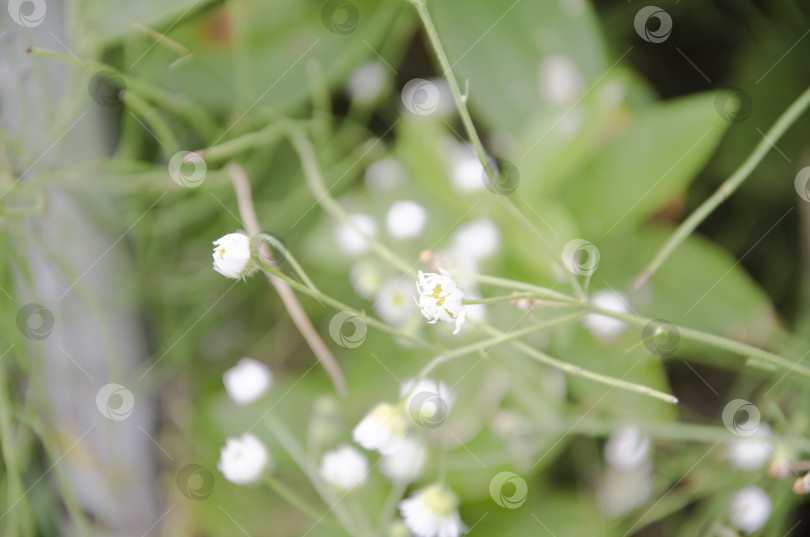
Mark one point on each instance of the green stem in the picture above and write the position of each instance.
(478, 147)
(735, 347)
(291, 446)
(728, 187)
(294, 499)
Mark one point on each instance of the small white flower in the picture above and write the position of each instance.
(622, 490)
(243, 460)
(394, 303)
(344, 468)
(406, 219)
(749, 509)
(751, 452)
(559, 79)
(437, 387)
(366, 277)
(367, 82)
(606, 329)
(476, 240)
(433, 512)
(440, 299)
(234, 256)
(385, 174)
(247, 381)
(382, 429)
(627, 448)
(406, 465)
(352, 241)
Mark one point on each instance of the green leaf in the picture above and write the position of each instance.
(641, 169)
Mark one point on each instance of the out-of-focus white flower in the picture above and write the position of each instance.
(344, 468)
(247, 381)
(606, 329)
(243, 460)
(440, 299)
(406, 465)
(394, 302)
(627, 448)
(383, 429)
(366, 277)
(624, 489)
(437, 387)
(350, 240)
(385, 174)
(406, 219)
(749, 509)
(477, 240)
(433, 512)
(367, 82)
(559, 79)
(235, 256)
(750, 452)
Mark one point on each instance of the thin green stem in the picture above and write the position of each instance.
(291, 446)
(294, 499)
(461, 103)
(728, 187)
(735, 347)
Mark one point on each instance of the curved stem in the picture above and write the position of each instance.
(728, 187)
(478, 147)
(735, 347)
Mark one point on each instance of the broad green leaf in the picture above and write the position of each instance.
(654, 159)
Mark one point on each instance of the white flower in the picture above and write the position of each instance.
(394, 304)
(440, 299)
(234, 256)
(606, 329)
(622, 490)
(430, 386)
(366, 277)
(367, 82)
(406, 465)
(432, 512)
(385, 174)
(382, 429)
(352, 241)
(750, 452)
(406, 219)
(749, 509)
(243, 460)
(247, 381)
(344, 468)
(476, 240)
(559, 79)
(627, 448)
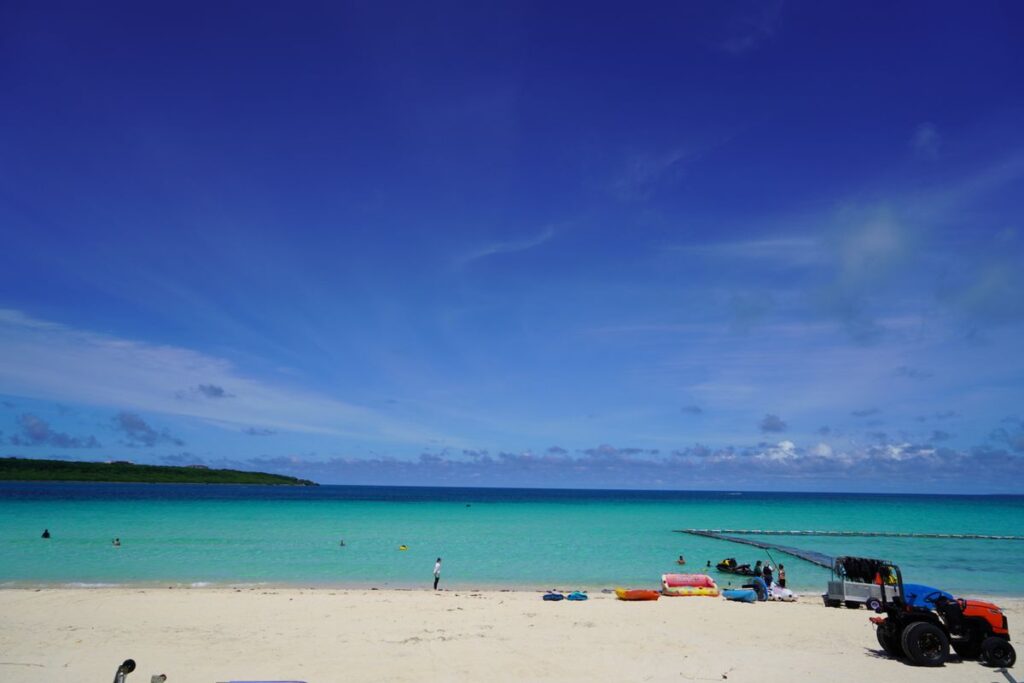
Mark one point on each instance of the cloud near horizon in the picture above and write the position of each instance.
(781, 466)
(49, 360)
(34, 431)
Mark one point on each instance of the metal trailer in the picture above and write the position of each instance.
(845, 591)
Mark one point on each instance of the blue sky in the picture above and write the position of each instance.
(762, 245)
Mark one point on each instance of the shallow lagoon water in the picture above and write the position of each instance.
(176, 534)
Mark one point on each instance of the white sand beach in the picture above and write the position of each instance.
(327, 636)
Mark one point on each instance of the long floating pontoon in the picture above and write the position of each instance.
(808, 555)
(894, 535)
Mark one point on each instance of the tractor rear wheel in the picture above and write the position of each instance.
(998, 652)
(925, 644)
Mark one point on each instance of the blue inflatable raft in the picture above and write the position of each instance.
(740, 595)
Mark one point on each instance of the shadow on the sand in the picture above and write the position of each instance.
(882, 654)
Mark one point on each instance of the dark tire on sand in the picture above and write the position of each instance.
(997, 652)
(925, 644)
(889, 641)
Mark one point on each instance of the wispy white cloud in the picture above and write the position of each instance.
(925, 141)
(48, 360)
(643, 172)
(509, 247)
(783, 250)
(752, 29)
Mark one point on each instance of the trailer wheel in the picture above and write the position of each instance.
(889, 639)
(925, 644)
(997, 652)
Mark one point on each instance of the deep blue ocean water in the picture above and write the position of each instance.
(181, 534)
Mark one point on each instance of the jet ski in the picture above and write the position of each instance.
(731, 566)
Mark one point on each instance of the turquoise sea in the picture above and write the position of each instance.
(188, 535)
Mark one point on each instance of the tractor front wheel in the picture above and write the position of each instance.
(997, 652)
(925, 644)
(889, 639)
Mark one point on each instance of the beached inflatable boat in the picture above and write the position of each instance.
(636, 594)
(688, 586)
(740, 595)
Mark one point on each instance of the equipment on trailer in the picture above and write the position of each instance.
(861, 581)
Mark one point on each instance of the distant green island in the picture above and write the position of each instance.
========
* To do *
Output an exact copy of the material, with the pictures removed.

* Complete response *
Mark one point on each instance of the green stem in the picture above and write the position of each instance.
(478, 147)
(735, 347)
(291, 446)
(728, 187)
(294, 499)
Mark one point on each instance of the small white flower in the picture above and write the position of each instance.
(622, 490)
(243, 460)
(394, 303)
(344, 468)
(406, 219)
(749, 509)
(751, 452)
(559, 79)
(437, 387)
(366, 277)
(367, 82)
(606, 329)
(476, 240)
(433, 512)
(440, 299)
(234, 256)
(385, 174)
(247, 381)
(382, 429)
(627, 448)
(406, 465)
(352, 241)
Mark one point on each instance of the green leaf in the picture above and write the position of each instance.
(641, 169)
Mark one point on each instance of the out-of-focus white flower in the picture above and write the position of each instance.
(344, 468)
(247, 381)
(606, 329)
(243, 460)
(440, 299)
(406, 465)
(394, 302)
(627, 448)
(383, 429)
(366, 277)
(624, 489)
(437, 387)
(350, 240)
(385, 174)
(406, 219)
(749, 509)
(477, 240)
(433, 512)
(367, 82)
(559, 79)
(235, 256)
(750, 452)
Mark one point on each instance of the thin green stem in the picture above and write the position of each instance.
(291, 446)
(294, 499)
(461, 103)
(728, 187)
(735, 347)
Mark one point on each instance of the curved stem in the picture above and write the position of each instance.
(728, 187)
(478, 147)
(735, 347)
Mark one point on each instance of the broad green leaf in the picture above and write the position of each instance.
(654, 159)
Mark one point on each instance of the white flower in the picture above and write the position of each instance.
(394, 304)
(440, 299)
(234, 256)
(606, 329)
(622, 490)
(430, 386)
(366, 277)
(367, 82)
(406, 465)
(432, 512)
(385, 174)
(382, 429)
(352, 241)
(750, 452)
(406, 219)
(749, 509)
(243, 460)
(247, 381)
(344, 468)
(476, 240)
(559, 79)
(627, 448)
Mark one point on each instance of the cloud near horizon in the picture above and write the position of each instance.
(781, 466)
(49, 360)
(34, 431)
Mark one point on each instance of the metal trailer in the picture above and write the position of each instance.
(845, 591)
Mark one point on each instance of the blue sky in the picture above and write the position of each instance.
(762, 245)
Mark one point on each instance of the shallow lagoon water in the picture above and write the position of each instance.
(176, 534)
Mark one point on each instance of the white sand beach in the picture above and write the position of each instance.
(327, 636)
Mark one point on each instance of the long floating pontoon in the picture above and write the position of each instance.
(808, 555)
(894, 535)
Mark one point on each instance of the tractor rear wheel in the picture above and write the position of each instance.
(998, 652)
(925, 644)
Mark one point on each instance of the blue inflatable raft in the picture above and write the position of each instance.
(740, 595)
Mark one point on each instance of the shadow on the sand in the picture above and write the position of each instance.
(882, 654)
Mark one point on each instance of the dark tire on sand in the picture above and write the position of each instance.
(997, 652)
(925, 644)
(889, 641)
Mark one point on each instance of the wispy white cloud in the picture above and write the position of each instance.
(925, 141)
(48, 360)
(643, 172)
(509, 247)
(783, 250)
(752, 29)
Mark one point on each instance of the trailer wheel in the picture above and write the position of each instance.
(889, 639)
(925, 644)
(997, 652)
Mark one point on each instance of the deep blue ocean water in the picture above and write the position of each instance.
(181, 534)
Mark one point on each instance of the jet ski in the picture above and write the position of each instance.
(731, 566)
Mark one point on each instance of the turquoise sea in the picture above and write the position of each instance.
(188, 535)
Mark one point on each instance of the tractor front wheel in the picture above and write the position of each instance.
(997, 652)
(925, 644)
(889, 639)
Mark one point on each instance of the beached inflatable boat in the picture above and write the position of each instance.
(636, 594)
(688, 586)
(740, 595)
Mark one point on each instance of the equipment on trailer in the picture above and write the position of each instance.
(861, 581)
Mark one point on each instance of the distant green island in the picture above and write the position of each instance.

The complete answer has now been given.